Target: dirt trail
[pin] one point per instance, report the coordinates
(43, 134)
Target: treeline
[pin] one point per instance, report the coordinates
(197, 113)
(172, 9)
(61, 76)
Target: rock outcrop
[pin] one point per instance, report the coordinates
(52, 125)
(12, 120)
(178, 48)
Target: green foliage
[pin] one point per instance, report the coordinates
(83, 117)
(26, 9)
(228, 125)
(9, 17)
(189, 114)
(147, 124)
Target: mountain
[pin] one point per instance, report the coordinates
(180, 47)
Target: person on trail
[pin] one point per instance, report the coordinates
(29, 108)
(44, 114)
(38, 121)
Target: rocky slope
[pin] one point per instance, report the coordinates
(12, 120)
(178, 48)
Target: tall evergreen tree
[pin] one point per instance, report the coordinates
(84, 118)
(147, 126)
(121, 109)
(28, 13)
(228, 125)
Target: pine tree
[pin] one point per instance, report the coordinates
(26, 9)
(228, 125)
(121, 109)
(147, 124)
****************************************
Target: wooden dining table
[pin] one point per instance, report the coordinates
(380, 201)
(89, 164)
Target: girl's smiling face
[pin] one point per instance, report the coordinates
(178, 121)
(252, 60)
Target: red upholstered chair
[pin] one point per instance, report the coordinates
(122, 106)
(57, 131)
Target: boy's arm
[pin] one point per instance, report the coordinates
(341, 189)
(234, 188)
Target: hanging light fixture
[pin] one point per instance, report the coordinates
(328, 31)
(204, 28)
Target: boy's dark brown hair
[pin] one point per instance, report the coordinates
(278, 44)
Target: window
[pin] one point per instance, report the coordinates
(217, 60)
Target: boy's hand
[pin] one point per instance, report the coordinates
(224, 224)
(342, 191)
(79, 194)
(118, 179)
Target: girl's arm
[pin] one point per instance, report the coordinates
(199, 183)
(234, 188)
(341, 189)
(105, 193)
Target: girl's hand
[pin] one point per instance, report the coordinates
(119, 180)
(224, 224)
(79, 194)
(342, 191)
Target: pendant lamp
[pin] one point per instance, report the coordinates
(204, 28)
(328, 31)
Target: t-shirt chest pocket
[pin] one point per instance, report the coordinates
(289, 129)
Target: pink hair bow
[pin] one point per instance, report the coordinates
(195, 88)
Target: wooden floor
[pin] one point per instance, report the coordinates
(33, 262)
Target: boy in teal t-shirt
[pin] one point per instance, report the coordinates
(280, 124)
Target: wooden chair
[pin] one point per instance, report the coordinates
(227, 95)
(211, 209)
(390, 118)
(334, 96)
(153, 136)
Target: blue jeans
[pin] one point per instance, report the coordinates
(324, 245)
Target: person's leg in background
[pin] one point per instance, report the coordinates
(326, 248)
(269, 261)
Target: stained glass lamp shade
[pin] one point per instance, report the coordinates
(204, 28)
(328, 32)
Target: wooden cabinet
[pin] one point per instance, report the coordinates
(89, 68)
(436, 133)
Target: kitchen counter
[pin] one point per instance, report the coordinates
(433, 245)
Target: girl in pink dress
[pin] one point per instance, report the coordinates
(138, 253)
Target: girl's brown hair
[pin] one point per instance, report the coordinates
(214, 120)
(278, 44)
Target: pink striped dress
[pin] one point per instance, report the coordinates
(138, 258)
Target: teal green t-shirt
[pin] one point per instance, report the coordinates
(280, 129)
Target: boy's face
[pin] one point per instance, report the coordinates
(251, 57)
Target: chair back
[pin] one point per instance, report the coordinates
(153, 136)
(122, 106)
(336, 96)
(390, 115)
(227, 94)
****************************************
Aim of the exercise: Within the listing above, copy each line that has the string "brown".

Answer to this problem:
Target: boy's dark brown hair
Target: girl's brown hair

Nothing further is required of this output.